▶ What the exercise asks: Update the lines from the line with "Query: long sleeve shirt" to the line with "Give the mask of the long", putting "short sleeve shirt" wherever "long sleeve shirt" appears and leaving everything else unchanged.

## Begin

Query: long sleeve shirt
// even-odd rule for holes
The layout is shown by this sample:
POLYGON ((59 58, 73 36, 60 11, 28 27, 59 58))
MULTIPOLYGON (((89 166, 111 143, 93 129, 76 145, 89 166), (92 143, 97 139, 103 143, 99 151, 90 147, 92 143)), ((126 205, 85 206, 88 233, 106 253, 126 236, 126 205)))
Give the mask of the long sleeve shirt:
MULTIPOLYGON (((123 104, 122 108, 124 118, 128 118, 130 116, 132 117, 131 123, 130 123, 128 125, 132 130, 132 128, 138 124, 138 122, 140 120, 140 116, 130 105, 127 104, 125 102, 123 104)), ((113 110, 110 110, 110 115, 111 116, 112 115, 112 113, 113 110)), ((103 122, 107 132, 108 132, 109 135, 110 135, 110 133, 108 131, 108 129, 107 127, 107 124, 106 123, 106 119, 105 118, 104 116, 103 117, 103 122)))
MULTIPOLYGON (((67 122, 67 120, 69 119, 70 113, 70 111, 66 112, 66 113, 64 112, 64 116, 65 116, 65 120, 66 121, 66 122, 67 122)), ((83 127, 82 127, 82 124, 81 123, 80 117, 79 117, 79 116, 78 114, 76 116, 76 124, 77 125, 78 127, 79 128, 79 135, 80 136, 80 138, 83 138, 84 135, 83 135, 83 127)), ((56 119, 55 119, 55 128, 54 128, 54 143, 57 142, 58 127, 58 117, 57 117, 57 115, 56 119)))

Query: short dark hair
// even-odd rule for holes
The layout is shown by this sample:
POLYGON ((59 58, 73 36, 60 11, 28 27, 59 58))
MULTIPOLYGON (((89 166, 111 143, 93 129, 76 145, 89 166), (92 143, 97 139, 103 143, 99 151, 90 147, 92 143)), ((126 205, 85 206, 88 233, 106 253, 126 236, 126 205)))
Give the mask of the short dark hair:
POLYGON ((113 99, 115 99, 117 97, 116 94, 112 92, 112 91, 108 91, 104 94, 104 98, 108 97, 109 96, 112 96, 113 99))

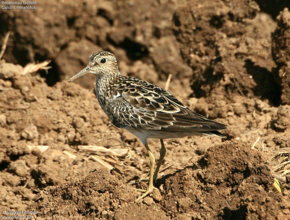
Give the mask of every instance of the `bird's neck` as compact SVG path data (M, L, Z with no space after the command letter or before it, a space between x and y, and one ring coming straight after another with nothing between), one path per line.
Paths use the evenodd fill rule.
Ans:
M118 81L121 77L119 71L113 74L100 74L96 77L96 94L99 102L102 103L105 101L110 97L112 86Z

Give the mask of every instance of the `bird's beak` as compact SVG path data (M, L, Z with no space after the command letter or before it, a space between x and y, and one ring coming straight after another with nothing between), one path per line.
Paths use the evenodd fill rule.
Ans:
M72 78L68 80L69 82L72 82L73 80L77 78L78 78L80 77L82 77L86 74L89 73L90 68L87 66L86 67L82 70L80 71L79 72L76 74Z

## End
## Begin

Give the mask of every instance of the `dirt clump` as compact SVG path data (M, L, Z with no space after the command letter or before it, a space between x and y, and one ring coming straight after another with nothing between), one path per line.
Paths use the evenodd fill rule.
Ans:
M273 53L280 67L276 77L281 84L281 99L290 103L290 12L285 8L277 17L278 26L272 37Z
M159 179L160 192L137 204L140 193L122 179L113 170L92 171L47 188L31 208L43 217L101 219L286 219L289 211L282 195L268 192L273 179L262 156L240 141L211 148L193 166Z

## End

▶ Reply to the task:
Query: short sleeve shirt
// even-odd rule for holes
The layout is shown by this sample:
POLYGON ((59 58, 73 36, 60 11, 28 27, 59 58))
MULTIPOLYGON (((89 166, 111 143, 93 129, 76 145, 89 166), (92 143, 97 139, 103 143, 99 151, 90 147, 92 143)), ((126 205, 85 206, 88 233, 106 253, 126 236, 126 205)))
Give the mask of the short sleeve shirt:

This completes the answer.